WHAT IS EXPECTED: Reproduce the items verbatim, from their first line up to and including the line that contains "241 83 L 146".

Spatial annotation records

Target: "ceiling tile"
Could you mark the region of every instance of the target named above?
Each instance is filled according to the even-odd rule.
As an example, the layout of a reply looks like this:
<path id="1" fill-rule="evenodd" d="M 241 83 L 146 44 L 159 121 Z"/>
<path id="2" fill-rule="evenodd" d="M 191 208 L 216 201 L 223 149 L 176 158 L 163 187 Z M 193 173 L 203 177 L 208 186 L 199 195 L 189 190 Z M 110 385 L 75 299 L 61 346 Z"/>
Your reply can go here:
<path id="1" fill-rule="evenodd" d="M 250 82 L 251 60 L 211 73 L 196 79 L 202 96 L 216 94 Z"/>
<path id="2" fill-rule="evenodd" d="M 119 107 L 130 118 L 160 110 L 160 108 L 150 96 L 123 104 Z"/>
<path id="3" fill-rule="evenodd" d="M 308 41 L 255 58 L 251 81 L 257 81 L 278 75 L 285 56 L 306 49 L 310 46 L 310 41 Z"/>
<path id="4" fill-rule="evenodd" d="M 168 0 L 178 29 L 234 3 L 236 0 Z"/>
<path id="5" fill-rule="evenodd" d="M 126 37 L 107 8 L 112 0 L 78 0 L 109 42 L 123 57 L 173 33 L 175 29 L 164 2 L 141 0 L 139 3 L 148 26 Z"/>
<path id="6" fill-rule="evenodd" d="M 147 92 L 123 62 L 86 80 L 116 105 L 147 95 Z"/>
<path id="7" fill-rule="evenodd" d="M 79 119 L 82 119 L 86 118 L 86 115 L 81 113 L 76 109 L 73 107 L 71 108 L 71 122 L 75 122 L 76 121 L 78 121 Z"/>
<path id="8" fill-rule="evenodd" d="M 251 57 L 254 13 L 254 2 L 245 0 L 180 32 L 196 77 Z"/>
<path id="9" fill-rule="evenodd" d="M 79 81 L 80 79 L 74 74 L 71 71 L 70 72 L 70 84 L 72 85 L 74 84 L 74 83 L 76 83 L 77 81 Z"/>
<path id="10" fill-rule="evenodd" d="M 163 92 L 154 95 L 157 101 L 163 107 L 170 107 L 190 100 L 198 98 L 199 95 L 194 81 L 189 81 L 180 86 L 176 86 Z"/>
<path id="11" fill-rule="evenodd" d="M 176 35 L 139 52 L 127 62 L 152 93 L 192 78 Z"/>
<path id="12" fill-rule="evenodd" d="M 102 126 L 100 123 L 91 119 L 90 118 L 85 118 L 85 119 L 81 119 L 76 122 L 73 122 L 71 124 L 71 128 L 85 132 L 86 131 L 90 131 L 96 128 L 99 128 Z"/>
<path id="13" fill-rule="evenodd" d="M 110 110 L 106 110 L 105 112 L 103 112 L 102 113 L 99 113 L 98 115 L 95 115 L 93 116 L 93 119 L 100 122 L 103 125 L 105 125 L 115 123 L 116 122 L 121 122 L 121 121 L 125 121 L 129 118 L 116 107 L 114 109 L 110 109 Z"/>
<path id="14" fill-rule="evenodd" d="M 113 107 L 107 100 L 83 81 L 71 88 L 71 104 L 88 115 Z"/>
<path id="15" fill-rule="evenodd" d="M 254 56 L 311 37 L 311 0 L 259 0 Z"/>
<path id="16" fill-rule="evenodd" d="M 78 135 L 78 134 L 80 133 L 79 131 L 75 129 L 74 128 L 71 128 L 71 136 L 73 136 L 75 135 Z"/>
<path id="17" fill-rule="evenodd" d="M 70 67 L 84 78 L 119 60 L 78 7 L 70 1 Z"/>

THE RESPONSE:
Target: "ceiling tile"
Could you mark the region of every instance of the target named above?
Each instance is filled according to the even-odd rule.
As an example, the layout of a reply looks like this:
<path id="1" fill-rule="evenodd" d="M 241 83 L 146 44 L 159 121 Z"/>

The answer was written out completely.